- Task requirements: Only an exact retyping of all the entries counts as an answer.

Data extracted from a collection:
━━━━━━━━━━━━━━━━
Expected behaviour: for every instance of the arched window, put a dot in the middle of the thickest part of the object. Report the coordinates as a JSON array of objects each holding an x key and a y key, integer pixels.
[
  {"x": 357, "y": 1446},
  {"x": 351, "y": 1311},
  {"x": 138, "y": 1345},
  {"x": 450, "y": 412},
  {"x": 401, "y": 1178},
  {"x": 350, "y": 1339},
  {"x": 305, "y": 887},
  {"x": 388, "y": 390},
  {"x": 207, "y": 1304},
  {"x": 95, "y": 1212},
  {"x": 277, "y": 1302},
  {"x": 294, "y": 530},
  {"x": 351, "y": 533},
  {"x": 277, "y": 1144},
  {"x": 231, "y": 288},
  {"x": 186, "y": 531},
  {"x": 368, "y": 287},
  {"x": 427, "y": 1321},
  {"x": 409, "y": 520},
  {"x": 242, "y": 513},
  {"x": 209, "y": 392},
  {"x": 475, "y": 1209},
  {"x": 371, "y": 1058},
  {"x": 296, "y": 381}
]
━━━━━━━━━━━━━━━━
- Solution to this problem:
Expected behaviour: for every instance of the arched window, put a dot in the middle of the thickest part of the object. Report the coordinates as a JSON array of objects each holding an x key and a y key, integer pixels.
[
  {"x": 357, "y": 1446},
  {"x": 351, "y": 1311},
  {"x": 138, "y": 1345},
  {"x": 450, "y": 412},
  {"x": 401, "y": 1178},
  {"x": 350, "y": 1339},
  {"x": 305, "y": 887},
  {"x": 388, "y": 390},
  {"x": 207, "y": 1304},
  {"x": 95, "y": 1212},
  {"x": 277, "y": 1302},
  {"x": 294, "y": 530},
  {"x": 351, "y": 533},
  {"x": 277, "y": 1144},
  {"x": 231, "y": 288},
  {"x": 186, "y": 531},
  {"x": 368, "y": 287},
  {"x": 427, "y": 1321},
  {"x": 409, "y": 520},
  {"x": 242, "y": 513},
  {"x": 209, "y": 392},
  {"x": 475, "y": 1209},
  {"x": 371, "y": 1058},
  {"x": 296, "y": 381}
]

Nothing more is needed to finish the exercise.